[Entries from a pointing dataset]
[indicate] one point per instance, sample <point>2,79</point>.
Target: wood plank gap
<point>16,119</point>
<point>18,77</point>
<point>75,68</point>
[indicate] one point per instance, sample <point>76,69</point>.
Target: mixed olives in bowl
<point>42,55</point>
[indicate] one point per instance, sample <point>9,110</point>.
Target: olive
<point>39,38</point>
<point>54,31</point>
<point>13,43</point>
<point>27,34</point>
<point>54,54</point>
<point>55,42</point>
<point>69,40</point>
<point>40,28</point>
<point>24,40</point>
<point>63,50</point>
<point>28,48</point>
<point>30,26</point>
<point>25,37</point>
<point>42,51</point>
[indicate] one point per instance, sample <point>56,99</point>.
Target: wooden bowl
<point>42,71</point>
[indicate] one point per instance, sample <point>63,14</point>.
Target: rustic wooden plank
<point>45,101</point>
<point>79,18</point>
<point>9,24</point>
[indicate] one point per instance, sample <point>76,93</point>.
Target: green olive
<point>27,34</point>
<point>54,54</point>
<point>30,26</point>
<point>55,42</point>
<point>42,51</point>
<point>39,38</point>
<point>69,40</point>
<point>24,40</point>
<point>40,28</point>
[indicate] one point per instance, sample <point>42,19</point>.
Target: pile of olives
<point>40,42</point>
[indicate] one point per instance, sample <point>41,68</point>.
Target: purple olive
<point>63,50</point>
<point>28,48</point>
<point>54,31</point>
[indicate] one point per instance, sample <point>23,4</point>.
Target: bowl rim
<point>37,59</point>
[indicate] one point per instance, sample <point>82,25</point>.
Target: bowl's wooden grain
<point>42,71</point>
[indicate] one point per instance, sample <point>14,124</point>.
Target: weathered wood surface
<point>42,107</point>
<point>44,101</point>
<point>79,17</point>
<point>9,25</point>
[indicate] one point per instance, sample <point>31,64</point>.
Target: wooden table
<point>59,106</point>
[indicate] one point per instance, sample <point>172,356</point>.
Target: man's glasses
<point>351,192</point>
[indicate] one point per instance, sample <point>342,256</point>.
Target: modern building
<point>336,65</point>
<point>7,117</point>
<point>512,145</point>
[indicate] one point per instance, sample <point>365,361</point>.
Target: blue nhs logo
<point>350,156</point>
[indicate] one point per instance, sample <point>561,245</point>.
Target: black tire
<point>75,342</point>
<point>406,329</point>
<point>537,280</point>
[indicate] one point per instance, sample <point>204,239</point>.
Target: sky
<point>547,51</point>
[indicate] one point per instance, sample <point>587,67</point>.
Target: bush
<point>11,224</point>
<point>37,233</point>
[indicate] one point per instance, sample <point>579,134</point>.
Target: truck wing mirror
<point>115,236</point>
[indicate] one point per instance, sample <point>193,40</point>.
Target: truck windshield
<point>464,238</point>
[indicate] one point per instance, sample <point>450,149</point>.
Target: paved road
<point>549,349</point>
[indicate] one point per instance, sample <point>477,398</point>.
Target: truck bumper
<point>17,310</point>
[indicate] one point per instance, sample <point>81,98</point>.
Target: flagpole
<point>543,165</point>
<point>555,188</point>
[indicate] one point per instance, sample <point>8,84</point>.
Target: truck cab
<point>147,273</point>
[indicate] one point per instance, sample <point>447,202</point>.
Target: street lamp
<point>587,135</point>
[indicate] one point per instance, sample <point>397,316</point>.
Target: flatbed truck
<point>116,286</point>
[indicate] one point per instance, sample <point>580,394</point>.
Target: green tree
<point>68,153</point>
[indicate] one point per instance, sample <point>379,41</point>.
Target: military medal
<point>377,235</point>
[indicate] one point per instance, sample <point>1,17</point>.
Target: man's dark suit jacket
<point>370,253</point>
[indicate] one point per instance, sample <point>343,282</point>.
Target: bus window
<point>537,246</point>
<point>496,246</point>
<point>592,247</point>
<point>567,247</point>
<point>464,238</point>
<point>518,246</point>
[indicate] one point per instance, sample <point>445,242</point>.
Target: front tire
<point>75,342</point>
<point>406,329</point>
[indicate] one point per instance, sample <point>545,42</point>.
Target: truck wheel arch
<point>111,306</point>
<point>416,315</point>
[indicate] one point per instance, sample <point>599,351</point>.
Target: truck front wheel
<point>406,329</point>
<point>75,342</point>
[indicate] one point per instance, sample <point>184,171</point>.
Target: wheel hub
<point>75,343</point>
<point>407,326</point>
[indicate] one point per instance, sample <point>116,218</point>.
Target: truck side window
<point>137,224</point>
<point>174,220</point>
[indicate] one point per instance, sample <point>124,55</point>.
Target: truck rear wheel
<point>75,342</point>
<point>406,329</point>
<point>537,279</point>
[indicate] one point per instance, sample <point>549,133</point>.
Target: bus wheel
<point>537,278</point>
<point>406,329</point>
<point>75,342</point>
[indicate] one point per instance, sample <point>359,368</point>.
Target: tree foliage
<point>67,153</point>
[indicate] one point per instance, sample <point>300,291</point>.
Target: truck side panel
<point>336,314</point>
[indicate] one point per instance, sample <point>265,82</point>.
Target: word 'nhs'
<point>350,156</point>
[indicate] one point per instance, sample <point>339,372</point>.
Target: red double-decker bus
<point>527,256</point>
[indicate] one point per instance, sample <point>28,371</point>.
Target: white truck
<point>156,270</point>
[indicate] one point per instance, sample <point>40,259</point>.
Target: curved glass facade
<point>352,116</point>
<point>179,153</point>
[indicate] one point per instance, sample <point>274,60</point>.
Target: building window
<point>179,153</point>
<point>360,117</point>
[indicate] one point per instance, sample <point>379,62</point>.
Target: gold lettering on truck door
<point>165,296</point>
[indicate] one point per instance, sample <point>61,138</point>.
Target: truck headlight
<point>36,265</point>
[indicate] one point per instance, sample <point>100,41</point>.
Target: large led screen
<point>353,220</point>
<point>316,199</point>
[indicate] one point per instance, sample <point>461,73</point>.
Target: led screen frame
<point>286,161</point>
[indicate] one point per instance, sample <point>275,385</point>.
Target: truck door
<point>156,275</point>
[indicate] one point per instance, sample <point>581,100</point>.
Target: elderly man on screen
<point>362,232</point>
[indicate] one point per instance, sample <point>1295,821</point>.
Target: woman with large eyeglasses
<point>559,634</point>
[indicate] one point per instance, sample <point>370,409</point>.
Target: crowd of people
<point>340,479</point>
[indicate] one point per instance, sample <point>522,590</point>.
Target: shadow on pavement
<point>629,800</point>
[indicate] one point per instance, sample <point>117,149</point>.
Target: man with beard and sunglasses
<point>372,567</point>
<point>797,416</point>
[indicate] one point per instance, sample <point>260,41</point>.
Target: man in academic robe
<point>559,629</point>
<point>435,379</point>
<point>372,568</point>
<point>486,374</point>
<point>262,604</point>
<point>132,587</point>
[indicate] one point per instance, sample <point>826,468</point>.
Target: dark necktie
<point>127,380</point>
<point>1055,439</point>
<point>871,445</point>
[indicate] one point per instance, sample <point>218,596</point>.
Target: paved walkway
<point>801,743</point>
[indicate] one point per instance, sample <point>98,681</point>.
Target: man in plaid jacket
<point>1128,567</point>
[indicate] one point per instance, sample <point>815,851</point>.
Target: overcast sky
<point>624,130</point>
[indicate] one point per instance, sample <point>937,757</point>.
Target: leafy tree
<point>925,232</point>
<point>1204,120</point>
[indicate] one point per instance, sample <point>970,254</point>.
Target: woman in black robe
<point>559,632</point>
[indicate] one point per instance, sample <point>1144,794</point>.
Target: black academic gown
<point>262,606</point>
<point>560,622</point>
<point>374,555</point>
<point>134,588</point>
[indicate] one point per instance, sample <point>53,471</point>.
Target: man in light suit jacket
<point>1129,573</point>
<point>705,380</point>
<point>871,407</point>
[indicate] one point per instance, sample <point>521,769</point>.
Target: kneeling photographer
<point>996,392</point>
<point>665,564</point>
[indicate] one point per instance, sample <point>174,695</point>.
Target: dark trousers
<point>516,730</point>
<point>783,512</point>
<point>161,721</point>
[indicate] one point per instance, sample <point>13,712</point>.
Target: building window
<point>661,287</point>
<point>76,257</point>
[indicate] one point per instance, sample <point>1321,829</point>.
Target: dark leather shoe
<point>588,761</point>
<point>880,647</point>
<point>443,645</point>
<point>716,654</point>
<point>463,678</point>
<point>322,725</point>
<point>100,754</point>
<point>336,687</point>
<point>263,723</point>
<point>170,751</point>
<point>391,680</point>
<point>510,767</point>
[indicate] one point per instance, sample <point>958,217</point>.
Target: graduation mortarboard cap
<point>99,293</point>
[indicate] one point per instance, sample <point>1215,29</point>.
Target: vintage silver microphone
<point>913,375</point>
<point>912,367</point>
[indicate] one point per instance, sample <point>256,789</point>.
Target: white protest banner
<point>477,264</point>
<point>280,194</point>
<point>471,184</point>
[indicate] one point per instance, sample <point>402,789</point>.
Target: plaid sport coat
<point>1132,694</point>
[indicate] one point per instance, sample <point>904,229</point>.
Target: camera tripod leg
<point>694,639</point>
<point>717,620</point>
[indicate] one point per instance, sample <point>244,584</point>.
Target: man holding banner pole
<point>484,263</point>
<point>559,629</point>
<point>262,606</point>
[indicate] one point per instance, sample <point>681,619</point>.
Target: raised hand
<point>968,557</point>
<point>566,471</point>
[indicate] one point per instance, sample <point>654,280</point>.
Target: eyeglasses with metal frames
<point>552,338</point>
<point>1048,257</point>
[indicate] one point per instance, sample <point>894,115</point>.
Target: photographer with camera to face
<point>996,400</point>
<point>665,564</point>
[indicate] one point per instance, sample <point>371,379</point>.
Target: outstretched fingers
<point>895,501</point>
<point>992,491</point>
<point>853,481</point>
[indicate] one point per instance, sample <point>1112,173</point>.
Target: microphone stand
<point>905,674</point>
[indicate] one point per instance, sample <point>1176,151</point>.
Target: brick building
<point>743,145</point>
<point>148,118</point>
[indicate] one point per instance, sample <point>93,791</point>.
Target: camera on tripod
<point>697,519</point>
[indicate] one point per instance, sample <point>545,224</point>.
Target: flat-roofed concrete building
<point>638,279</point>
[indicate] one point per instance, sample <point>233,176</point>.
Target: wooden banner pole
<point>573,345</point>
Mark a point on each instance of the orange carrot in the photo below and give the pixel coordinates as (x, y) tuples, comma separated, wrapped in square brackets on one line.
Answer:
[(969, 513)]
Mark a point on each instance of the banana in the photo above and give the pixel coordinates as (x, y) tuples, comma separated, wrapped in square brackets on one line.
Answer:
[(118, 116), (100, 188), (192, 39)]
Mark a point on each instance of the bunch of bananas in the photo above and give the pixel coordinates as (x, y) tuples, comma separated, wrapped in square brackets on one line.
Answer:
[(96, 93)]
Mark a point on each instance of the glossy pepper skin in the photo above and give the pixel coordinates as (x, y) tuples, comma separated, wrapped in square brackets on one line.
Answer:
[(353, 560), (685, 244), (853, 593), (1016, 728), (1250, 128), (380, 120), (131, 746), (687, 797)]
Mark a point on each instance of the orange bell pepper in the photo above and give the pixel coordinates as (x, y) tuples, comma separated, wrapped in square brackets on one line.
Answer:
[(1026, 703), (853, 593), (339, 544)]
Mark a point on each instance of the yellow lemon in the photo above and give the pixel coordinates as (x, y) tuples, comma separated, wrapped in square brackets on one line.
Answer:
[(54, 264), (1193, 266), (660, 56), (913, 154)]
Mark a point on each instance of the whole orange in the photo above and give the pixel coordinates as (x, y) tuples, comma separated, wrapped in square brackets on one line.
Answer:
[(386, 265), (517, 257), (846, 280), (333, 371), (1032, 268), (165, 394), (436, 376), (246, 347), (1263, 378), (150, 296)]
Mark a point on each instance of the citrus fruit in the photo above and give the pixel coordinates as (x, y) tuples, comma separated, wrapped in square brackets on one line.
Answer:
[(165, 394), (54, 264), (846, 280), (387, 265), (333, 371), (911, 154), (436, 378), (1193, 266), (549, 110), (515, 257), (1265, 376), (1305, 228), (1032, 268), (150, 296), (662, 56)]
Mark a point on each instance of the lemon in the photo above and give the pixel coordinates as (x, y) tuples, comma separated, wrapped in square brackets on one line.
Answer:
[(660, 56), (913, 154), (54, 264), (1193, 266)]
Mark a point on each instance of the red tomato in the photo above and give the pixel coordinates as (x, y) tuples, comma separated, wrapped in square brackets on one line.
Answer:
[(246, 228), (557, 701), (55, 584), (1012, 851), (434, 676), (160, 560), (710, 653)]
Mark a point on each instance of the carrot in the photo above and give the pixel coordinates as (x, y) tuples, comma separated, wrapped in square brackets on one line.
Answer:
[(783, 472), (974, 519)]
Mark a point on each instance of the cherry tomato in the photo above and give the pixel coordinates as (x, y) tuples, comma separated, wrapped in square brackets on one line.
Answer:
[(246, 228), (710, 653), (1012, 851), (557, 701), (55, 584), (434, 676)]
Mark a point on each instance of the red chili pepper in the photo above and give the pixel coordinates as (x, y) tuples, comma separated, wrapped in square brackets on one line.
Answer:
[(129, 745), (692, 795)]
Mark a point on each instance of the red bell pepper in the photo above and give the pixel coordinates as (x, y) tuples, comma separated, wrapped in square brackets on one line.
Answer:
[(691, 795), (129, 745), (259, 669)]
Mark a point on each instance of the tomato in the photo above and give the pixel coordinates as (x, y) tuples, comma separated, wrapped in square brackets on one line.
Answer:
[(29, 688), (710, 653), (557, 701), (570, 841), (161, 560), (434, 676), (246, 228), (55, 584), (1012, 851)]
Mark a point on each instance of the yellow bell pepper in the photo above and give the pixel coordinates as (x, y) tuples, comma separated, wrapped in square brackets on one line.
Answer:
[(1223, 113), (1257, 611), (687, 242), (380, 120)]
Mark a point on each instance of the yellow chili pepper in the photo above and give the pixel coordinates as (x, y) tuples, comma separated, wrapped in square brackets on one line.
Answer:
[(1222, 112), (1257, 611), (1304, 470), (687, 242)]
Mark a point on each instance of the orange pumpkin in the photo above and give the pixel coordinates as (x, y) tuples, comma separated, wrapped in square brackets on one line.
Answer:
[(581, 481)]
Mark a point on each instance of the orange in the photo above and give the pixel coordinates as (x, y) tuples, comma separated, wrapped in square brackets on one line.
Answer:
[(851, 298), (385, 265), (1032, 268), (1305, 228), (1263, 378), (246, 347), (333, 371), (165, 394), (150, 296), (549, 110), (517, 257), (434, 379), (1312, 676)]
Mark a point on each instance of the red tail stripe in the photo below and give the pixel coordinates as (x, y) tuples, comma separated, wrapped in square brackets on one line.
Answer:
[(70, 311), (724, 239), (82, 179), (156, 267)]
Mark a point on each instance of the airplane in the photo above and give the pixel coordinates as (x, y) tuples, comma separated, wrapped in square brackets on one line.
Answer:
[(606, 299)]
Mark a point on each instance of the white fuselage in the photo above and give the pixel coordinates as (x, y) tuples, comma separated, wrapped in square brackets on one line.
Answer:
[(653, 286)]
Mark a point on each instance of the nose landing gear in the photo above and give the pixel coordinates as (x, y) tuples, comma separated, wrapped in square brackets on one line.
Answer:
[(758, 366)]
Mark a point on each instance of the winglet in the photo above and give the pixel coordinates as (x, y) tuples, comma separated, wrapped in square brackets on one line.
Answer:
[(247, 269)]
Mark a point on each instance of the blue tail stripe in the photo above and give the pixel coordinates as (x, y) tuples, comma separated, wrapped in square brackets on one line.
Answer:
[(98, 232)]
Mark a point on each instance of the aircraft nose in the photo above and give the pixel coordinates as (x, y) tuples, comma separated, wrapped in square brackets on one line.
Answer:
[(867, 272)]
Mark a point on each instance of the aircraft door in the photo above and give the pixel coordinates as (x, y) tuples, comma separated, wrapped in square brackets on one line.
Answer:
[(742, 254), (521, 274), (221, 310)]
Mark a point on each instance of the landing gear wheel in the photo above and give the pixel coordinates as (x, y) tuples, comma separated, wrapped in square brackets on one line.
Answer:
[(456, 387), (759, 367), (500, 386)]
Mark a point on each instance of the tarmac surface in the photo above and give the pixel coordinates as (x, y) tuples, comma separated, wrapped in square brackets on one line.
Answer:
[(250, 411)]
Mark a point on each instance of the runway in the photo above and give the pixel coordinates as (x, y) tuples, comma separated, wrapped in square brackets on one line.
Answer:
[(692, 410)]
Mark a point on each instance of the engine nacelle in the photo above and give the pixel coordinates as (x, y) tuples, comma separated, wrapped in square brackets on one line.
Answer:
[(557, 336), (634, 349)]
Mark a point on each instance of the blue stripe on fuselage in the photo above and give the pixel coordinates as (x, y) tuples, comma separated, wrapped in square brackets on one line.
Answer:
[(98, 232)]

§ **What is expected**
Rewrite the data from its first line through the line holding "<point>42,55</point>", both included, swapping "olives" for "grapes" and leaving everything else unchanged.

§ **Task answer**
[indicate] one point per instance, sample <point>2,79</point>.
Target: wood plank gap
<point>16,119</point>
<point>18,77</point>
<point>75,68</point>
[indicate] one point per instance, sample <point>76,69</point>.
Target: mixed grapes in bowl
<point>42,55</point>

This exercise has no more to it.